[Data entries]
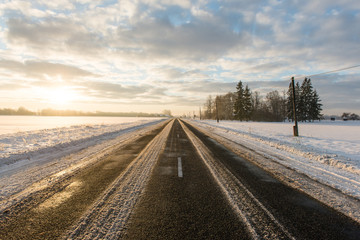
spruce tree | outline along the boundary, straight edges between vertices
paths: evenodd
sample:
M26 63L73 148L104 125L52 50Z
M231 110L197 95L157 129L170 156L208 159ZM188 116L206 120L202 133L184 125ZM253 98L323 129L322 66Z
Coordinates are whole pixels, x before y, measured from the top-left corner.
M295 84L295 97L297 119L298 121L304 121L305 100L304 97L302 97L302 91L299 82Z
M287 100L286 100L286 116L292 122L294 121L294 103L293 103L293 86L290 82L289 89L287 91Z
M291 121L294 120L293 111L293 95L292 95L292 84L290 83L287 92L287 117ZM311 79L305 78L301 84L297 82L295 85L295 97L296 97L296 114L299 121L313 121L321 118L322 104L320 103L319 95L314 90Z
M301 112L301 121L311 121L311 104L313 98L313 87L311 85L310 78L305 78L301 84L301 93L300 93L300 112Z
M287 91L287 100L286 100L286 116L289 120L294 121L294 103L293 103L293 89L292 83L289 85L289 89ZM300 120L303 111L303 99L301 99L301 88L299 82L295 84L295 106L296 106L296 116L298 120Z
M312 93L311 104L310 104L310 119L312 121L320 120L322 117L321 114L322 104L320 102L321 102L320 97L317 94L316 90L314 90Z
M244 119L246 121L249 121L252 114L252 104L251 104L251 91L246 85L245 91L244 91Z
M241 81L236 86L236 100L234 104L234 115L237 120L244 120L245 107L244 107L244 87Z

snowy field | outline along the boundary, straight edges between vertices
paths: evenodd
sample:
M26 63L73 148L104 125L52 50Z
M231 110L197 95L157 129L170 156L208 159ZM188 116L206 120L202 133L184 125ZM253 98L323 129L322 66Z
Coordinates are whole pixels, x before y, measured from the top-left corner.
M154 118L155 119L155 118ZM57 117L57 116L0 116L0 135L24 131L70 127L74 125L109 125L138 122L148 118L136 117Z
M293 137L293 123L192 122L252 149L282 156L282 164L360 199L360 121L299 123L300 137Z
M11 204L11 201L27 195L28 192L21 192L29 186L34 187L37 181L53 176L41 183L45 186L66 174L68 170L62 172L64 169L76 170L89 161L96 161L106 155L112 146L131 141L165 120L118 117L17 118L12 124L0 118L1 126L22 130L0 134L0 210ZM30 122L29 119L37 122ZM46 119L51 122L46 122ZM61 119L62 125L58 125ZM24 131L27 130L24 120L28 121L28 126L32 126L31 129L37 130ZM72 125L74 121L77 125ZM9 200L10 196L14 199Z
M294 123L211 120L201 123L360 173L360 121L299 123L299 137L293 137Z
M142 126L161 118L0 116L0 159ZM36 153L35 153L36 154ZM0 161L0 166L6 161Z
M279 180L360 222L360 121L300 123L300 137L293 137L293 123L190 122Z

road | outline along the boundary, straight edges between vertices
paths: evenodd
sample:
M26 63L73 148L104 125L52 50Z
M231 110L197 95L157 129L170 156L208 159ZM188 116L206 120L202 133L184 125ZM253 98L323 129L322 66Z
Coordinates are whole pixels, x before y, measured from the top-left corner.
M0 212L0 239L359 236L359 223L181 120Z

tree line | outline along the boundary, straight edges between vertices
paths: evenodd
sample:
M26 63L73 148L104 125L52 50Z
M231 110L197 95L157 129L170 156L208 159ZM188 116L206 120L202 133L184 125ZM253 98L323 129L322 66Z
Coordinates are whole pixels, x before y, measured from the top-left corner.
M292 84L287 92L271 91L262 97L258 91L252 92L248 85L239 81L236 92L225 95L209 96L204 104L203 119L240 120L240 121L293 121ZM320 97L305 78L302 84L295 85L295 104L299 121L320 120L322 104Z
M349 113L349 112L344 112L342 115L341 115L341 118L343 120L360 120L360 116L357 115L356 113Z

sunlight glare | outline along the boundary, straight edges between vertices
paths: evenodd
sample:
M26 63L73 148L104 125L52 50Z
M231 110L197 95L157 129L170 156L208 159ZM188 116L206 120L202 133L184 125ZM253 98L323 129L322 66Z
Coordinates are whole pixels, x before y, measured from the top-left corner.
M46 98L51 104L66 105L75 100L76 93L67 88L49 89Z

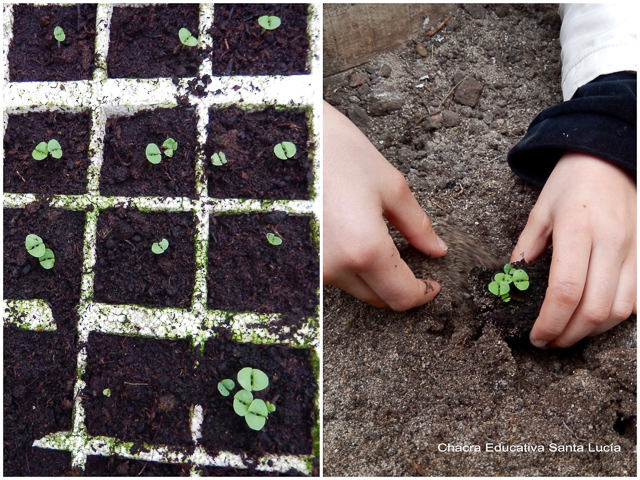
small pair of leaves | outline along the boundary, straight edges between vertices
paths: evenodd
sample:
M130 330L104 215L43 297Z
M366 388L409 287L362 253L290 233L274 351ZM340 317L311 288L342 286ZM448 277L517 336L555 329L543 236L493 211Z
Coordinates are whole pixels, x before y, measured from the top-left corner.
M42 268L45 268L47 270L53 268L53 265L56 261L55 255L53 254L53 251L51 249L45 246L42 238L40 238L38 235L30 233L29 235L27 235L27 238L25 238L24 246L27 248L27 252L29 252L29 254L38 259Z
M64 42L66 35L64 34L64 30L62 30L62 27L56 27L53 29L53 36L55 37L55 39L59 42Z
M529 275L524 270L515 270L511 278L513 279L513 284L516 286L518 290L524 291L529 288Z
M271 232L267 233L267 240L271 245L276 245L276 246L282 245L282 238L278 237L277 235L274 235Z
M262 370L245 367L238 372L238 383L249 392L259 392L269 386L269 377Z
M198 45L198 39L191 35L191 32L186 28L181 28L178 31L178 36L180 37L180 41L182 42L182 44L186 45L187 47L195 47L196 45Z
M271 405L271 404L270 404ZM272 411L275 411L275 407ZM267 422L269 416L269 407L259 398L253 399L253 394L248 390L240 390L233 398L233 410L240 416L244 417L249 428L253 430L261 430Z
M227 156L224 154L224 152L214 153L211 156L211 163L216 167L221 167L222 165L227 163Z
M263 15L258 18L258 24L265 30L275 30L281 23L280 17L276 15Z
M169 248L169 240L167 240L166 238L163 238L159 242L156 242L153 245L151 245L151 251L156 255L160 255L161 253L164 253L167 250L167 248Z
M40 142L36 145L36 148L31 152L31 156L36 160L44 160L51 154L53 158L62 157L62 147L57 140L49 140L49 143Z
M291 142L282 142L273 147L273 153L281 160L292 158L296 152L296 146Z
M218 382L218 391L223 397L228 397L231 394L231 390L236 388L236 382L230 378L225 378L221 382Z
M176 142L173 138L167 138L162 144L162 148L164 149L164 154L171 158L173 157L173 152L178 149L178 142ZM162 161L162 153L160 152L160 148L155 143L150 143L147 145L147 149L145 150L145 155L147 156L147 160L149 160L154 165L157 165Z

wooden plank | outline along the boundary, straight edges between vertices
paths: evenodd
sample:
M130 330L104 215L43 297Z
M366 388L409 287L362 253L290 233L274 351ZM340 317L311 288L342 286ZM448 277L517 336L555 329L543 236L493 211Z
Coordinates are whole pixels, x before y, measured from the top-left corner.
M418 39L457 6L453 3L325 3L324 75L361 65Z

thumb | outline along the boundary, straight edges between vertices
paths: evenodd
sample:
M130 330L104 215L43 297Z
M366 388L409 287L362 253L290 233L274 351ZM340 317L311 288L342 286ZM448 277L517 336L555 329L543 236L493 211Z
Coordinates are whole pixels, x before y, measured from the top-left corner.
M411 245L425 255L442 257L448 247L433 230L427 214L415 199L404 177L400 176L394 193L383 198L383 213Z
M531 211L524 230L518 238L513 252L511 252L510 262L525 260L531 262L537 259L549 245L552 233L551 219L548 217L539 218Z

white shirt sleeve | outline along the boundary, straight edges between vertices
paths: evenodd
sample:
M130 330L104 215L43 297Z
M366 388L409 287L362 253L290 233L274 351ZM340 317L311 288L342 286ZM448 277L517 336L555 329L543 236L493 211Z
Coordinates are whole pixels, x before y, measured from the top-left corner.
M600 75L637 71L636 2L561 4L560 15L565 101Z

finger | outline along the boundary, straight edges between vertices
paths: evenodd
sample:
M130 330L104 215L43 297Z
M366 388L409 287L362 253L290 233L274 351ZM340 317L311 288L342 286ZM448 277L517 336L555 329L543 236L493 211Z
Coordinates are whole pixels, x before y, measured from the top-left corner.
M588 235L576 235L573 227L571 222L559 222L553 232L549 286L529 334L531 343L538 348L546 348L562 333L582 298L591 239Z
M594 246L580 304L551 346L570 347L609 320L620 277L620 256L606 245Z
M531 262L537 259L549 246L551 231L551 217L539 207L537 209L534 207L511 253L510 262L523 259Z
M433 280L419 280L400 258L400 252L387 235L380 254L360 277L391 308L409 310L433 299L440 291L440 284Z
M431 257L442 257L447 253L447 245L436 235L402 174L390 181L383 191L382 208L386 219L422 253Z
M331 284L356 297L358 300L370 303L374 307L388 307L380 296L376 294L358 275L349 275L344 279L334 280Z
M633 260L628 259L622 264L622 268L620 269L618 289L616 291L615 299L613 300L613 306L611 307L609 318L602 325L595 328L589 334L590 337L606 332L610 328L615 327L618 323L629 318L632 314L636 313L636 282L635 258L633 258Z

Task description: Please show all lines from the entries that contain the word "tree".

Exercise answer:
spruce tree | outline along the boundary, straight edges between vertices
tree line | outline along the boundary, straight edges between vertices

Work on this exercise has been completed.